→ **WHAT YOU WILL DO**
Count every line in the data below that includes "shoulder", and give only the result.

→ **RECORDS FOR THIS EXERCISE**
══════
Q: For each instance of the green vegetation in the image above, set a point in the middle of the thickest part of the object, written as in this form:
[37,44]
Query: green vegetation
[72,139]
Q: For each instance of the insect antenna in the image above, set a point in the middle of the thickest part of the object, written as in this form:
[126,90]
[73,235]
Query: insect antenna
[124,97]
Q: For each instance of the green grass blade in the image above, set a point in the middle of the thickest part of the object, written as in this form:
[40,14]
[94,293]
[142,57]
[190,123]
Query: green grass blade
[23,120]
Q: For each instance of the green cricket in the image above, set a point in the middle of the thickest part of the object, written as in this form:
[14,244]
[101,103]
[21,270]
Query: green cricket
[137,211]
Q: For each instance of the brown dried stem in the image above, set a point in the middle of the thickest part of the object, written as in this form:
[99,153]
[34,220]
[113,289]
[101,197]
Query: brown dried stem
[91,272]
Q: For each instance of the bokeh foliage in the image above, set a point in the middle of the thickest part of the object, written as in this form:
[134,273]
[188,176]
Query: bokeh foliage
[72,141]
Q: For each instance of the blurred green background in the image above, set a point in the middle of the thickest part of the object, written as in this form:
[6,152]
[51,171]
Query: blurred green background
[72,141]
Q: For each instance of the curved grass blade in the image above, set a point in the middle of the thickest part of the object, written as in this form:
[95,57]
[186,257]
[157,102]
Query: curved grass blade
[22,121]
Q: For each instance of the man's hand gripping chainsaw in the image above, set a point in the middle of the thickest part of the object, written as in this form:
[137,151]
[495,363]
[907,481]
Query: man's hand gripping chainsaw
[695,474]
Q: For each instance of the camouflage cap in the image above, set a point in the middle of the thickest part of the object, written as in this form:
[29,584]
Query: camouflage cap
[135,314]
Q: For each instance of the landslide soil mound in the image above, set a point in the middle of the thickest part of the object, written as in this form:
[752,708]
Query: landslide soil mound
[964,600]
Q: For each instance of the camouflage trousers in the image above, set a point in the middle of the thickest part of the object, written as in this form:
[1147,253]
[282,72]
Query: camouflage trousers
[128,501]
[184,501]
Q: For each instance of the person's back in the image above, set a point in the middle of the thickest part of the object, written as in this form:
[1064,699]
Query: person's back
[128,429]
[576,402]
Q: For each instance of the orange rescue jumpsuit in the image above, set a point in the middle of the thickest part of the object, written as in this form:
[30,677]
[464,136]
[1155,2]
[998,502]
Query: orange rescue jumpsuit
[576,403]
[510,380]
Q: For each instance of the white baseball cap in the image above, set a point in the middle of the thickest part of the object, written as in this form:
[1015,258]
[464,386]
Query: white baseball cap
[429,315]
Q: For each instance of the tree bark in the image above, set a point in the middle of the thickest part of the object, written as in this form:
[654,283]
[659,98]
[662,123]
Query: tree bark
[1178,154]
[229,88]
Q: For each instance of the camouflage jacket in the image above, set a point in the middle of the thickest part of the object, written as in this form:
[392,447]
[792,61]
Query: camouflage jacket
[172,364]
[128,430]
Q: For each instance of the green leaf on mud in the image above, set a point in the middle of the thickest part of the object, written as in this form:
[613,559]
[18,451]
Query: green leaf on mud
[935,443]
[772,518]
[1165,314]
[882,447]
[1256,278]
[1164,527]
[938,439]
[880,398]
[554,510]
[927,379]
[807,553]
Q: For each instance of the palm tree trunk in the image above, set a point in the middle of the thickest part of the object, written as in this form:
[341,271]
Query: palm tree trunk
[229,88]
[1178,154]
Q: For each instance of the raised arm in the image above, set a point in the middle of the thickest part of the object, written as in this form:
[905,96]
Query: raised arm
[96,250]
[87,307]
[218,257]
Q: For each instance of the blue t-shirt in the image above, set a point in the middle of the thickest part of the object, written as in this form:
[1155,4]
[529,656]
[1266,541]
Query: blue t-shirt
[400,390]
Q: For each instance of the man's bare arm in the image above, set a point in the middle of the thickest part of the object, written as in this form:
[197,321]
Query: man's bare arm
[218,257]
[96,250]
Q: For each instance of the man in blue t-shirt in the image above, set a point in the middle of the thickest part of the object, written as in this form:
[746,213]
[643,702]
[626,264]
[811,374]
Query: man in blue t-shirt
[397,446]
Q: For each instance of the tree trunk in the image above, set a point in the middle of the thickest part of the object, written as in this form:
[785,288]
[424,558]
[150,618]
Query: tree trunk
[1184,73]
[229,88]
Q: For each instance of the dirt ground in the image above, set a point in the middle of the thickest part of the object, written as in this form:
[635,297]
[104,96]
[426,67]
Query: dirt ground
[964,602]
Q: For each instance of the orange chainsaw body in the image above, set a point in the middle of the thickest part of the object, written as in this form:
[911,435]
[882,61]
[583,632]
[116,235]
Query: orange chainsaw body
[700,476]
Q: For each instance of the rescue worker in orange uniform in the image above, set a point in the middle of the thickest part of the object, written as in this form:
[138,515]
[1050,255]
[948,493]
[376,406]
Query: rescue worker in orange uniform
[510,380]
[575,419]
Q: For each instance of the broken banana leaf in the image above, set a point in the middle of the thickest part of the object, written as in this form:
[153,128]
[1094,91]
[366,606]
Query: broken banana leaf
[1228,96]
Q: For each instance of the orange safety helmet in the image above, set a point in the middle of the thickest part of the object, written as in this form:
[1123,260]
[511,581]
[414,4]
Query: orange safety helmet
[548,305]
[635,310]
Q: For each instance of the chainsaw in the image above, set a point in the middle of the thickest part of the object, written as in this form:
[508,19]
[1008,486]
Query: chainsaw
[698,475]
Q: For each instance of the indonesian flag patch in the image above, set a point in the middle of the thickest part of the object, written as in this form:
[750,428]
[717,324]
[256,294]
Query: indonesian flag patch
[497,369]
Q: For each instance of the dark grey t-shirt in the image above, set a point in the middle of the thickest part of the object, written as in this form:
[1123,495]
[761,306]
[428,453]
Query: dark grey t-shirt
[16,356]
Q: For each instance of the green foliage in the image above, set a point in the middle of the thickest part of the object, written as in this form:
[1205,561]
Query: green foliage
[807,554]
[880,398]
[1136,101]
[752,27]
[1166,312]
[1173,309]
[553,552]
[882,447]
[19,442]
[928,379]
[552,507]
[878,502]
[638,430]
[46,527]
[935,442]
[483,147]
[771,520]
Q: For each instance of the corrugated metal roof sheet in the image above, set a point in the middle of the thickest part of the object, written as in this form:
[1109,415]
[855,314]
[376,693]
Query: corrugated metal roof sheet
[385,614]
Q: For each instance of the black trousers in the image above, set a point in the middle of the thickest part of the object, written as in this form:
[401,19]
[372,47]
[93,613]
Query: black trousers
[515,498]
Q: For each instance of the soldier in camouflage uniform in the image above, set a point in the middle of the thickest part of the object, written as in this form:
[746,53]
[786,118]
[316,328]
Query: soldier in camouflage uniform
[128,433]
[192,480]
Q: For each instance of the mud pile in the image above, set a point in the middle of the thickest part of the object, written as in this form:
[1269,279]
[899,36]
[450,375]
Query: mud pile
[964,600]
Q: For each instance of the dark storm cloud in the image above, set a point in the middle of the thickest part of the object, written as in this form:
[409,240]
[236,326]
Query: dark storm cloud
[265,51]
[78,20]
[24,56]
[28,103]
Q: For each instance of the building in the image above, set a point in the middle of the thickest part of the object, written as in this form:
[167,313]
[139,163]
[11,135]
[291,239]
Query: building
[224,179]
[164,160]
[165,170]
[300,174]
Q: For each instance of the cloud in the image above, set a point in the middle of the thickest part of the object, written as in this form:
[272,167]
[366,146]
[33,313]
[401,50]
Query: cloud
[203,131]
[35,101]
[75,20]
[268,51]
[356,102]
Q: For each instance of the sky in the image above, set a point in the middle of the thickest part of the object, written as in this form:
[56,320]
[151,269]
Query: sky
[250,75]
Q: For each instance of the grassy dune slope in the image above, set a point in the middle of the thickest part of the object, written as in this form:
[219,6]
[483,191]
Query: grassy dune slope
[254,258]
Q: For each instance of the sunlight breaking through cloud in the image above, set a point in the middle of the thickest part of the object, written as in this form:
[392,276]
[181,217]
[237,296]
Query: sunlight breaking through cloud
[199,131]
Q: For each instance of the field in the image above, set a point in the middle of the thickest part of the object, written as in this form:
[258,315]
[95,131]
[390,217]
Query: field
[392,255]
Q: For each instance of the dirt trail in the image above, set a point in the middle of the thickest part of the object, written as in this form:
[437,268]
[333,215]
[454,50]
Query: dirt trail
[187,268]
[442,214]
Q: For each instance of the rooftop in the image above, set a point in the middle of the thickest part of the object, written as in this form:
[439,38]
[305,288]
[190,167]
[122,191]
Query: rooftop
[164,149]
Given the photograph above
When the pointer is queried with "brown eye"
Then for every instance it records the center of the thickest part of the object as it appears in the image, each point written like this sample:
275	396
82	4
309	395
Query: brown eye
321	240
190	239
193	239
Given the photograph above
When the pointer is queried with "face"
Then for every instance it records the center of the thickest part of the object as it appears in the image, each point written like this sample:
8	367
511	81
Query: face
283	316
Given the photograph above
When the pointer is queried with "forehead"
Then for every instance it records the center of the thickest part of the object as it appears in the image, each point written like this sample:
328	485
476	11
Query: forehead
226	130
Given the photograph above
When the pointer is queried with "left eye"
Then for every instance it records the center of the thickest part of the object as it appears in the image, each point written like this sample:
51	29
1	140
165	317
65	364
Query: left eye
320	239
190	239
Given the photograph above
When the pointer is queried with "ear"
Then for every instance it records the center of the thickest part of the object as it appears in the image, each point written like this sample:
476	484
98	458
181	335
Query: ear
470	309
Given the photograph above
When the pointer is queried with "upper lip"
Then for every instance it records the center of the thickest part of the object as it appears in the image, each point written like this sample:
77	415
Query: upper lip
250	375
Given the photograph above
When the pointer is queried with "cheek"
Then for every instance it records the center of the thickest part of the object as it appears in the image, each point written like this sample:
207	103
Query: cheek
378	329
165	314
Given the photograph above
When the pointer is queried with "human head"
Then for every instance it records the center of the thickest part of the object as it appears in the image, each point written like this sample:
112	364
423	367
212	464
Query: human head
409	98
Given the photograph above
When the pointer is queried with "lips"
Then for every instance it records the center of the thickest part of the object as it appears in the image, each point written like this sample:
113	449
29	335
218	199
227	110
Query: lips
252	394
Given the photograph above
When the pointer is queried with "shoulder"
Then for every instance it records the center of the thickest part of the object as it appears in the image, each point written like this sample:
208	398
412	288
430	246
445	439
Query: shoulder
══════
→ **RESPONSE AREA**
2